Task description: Please count the lines below that contain the string "panel", and reply with only that number.

Dataset content:
----

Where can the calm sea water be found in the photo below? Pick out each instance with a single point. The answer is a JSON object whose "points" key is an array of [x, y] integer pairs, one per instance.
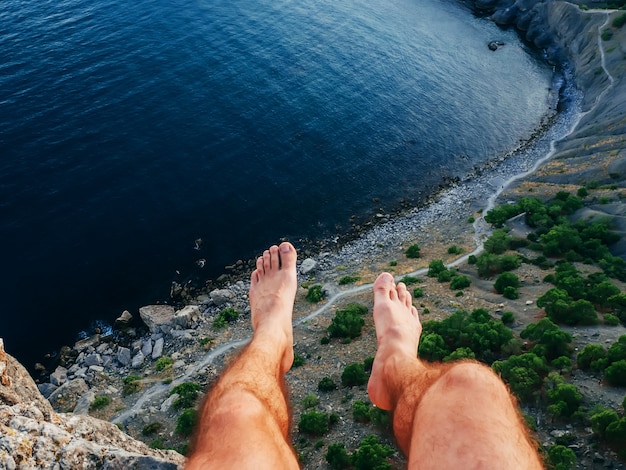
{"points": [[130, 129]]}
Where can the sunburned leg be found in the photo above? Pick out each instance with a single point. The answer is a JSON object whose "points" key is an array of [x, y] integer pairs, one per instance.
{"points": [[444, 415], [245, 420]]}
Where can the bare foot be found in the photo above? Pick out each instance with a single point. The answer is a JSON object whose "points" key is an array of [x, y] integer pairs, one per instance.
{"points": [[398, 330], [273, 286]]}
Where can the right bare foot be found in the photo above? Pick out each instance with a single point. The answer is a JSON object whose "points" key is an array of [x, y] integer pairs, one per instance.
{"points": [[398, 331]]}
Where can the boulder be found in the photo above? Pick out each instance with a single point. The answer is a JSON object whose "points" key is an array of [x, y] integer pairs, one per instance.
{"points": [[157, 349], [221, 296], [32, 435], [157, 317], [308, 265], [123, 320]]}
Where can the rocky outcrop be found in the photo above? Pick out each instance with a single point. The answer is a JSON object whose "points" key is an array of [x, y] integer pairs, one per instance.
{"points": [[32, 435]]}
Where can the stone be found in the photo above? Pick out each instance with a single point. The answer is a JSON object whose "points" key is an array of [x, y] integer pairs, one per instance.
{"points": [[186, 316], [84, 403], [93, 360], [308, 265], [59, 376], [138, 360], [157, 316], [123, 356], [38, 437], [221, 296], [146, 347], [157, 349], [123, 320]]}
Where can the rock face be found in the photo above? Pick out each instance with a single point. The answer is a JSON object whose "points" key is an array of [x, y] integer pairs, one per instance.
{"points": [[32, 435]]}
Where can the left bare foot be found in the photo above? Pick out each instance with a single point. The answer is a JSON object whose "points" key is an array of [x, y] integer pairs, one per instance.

----

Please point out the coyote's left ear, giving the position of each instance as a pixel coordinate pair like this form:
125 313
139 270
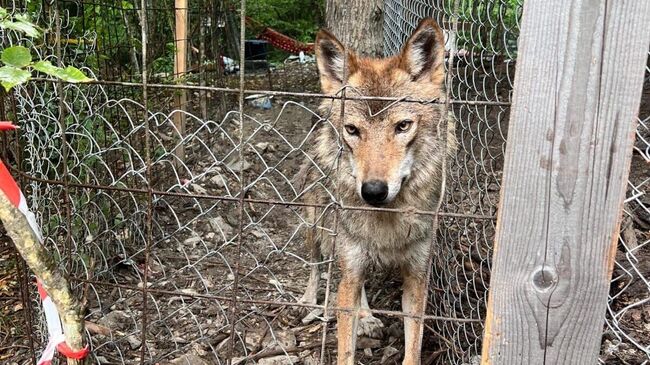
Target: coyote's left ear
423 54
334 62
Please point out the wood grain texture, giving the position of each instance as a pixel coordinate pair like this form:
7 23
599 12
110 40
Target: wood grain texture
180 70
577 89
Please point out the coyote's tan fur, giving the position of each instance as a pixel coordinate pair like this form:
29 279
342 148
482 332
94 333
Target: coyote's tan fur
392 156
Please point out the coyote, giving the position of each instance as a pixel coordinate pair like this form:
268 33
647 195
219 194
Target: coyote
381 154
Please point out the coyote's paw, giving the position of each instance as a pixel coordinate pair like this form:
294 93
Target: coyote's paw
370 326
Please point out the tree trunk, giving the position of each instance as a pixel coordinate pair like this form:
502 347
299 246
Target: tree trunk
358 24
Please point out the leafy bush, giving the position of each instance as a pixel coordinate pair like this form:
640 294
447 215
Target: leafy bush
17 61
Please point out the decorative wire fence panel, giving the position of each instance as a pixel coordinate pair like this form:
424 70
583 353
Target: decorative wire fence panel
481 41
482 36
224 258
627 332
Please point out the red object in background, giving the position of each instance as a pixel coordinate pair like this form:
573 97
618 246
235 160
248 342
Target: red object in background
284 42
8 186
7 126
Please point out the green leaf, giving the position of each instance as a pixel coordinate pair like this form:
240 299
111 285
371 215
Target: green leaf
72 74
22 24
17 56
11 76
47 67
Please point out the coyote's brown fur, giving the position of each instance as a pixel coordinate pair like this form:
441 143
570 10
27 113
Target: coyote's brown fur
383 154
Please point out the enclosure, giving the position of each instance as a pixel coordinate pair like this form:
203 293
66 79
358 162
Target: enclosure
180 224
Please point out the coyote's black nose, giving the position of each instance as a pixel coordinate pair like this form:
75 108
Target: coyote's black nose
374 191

----

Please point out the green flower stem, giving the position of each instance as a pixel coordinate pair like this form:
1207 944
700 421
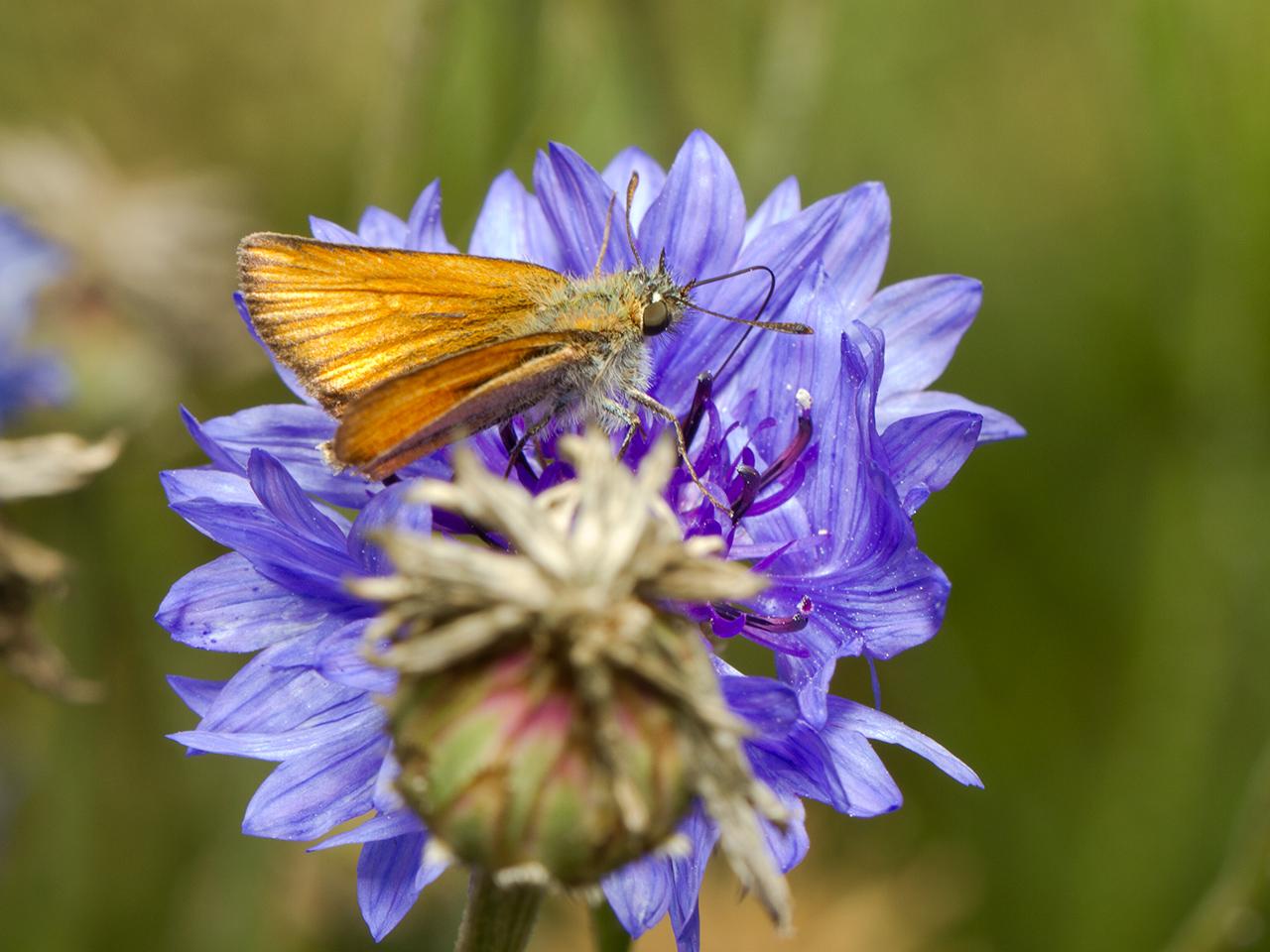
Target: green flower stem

----

Exercise response: 2